* [EXERCISE BRIEF]:
Copy the data starting at the line that contains "Practice step: find the front tire" and continuing through the end of the data. Swap "tail light" for "taillight" and leave everything else the same.

* [RECORDS FOR THE TASK]:
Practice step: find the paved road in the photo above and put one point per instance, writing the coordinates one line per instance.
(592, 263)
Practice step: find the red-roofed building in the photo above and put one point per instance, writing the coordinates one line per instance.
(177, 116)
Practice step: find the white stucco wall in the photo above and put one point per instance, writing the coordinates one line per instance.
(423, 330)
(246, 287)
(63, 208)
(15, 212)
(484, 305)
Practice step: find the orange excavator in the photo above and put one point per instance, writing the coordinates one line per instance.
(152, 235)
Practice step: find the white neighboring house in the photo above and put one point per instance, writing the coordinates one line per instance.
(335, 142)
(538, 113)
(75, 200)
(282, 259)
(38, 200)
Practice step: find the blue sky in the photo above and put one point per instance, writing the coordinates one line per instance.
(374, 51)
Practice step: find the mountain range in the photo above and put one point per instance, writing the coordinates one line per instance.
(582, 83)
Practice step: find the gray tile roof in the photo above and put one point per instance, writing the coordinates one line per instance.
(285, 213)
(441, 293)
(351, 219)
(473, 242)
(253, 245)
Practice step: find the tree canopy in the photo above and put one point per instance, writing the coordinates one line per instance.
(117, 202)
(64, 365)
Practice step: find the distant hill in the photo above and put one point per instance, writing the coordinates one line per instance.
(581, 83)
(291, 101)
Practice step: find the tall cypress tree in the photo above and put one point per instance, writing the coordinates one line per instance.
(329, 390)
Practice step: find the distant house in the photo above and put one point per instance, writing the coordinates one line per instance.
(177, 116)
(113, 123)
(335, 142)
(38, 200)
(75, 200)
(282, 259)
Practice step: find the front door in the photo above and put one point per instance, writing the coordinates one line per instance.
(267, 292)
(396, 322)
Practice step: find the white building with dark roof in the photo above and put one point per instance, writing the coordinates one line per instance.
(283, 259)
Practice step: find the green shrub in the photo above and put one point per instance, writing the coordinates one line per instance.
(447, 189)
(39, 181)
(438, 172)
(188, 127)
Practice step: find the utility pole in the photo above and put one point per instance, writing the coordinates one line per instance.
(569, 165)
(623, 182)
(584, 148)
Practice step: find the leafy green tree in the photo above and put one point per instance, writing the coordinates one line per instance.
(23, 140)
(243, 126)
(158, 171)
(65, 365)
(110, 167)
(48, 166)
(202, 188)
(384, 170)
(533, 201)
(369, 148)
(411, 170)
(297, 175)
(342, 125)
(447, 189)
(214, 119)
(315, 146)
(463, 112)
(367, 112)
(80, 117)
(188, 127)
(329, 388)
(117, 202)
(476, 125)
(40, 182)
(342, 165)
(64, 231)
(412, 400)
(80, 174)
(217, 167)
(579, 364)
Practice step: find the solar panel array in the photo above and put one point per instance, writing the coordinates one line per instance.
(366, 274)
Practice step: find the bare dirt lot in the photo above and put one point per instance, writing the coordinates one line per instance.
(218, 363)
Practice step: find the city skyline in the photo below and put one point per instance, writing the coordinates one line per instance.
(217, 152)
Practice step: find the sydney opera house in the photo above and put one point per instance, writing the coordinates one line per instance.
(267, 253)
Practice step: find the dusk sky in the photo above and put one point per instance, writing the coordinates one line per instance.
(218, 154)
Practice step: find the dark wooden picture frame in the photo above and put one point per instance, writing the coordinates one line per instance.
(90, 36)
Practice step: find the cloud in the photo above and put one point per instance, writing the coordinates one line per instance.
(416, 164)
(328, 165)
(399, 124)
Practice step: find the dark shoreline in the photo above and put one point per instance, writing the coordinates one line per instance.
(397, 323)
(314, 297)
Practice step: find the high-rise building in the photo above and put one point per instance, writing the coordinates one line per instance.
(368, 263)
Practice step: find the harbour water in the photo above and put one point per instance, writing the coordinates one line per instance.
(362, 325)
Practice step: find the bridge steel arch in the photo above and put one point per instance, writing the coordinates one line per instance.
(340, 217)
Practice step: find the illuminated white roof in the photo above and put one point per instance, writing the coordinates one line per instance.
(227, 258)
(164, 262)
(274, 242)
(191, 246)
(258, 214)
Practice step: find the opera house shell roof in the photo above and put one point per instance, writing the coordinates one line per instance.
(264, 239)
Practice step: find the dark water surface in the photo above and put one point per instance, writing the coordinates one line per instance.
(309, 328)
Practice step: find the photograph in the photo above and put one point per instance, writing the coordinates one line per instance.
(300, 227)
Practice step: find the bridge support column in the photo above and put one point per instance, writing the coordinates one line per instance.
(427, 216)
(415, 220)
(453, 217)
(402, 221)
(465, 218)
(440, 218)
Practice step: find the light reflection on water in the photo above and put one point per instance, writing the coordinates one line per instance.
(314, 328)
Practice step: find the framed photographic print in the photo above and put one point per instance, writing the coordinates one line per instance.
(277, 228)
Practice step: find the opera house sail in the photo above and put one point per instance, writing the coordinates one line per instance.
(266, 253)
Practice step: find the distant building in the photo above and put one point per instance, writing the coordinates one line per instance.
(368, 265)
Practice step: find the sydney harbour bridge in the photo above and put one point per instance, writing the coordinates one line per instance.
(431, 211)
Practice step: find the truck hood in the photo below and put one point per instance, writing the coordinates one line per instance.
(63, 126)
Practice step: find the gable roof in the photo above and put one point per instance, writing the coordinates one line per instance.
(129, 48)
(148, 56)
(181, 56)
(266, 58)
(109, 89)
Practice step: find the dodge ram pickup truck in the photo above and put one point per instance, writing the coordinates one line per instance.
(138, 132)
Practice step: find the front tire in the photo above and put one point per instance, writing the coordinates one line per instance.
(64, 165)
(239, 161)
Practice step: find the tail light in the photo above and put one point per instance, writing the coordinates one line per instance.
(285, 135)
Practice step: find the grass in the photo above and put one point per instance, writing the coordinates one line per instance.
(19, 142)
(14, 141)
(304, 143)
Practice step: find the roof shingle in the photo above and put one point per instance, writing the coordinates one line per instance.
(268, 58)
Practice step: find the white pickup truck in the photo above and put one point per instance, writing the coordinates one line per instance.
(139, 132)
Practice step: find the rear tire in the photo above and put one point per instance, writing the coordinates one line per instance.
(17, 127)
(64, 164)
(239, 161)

* [TASK OUTPUT]:
Practice step: find the front tire in the photo above and put one point per instance, writing the coordinates one line per instance.
(64, 165)
(239, 161)
Practice step: find the taillight in the photo above and put one point per instance, writing the coordinates one line per instance.
(285, 135)
Practice step: find the grass in the photo above and put one point per instance, writing the coordinates one line per instance.
(19, 142)
(14, 141)
(304, 143)
Practice step: find the roof shingle in the photo above and put one point per instance, writing the coordinates one line per instance.
(268, 58)
Practice step: find the white pickup truck in the photo above and put one point per instance, writing the coordinates one line per instance.
(139, 132)
Practice step: find the rear tire in the photo above and put one point per instance, writing the coordinates one line per instance.
(17, 127)
(64, 164)
(239, 161)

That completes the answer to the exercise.